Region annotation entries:
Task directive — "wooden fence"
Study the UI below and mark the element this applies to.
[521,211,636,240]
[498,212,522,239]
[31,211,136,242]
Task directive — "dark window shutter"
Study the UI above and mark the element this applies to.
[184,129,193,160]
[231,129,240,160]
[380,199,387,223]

TASK TO COMPLETE: Reproduce every one of the entries above word for word, keeping each line intact.

SOLVED PROBLEM:
Task directive — "wooden fence"
Study the UI below and mark the element this applies to.
[521,211,636,240]
[498,212,522,239]
[31,211,136,242]
Task directive — "dark window shutter"
Study the UI above and mark the element this applies to.
[184,129,193,160]
[231,129,240,160]
[380,199,387,223]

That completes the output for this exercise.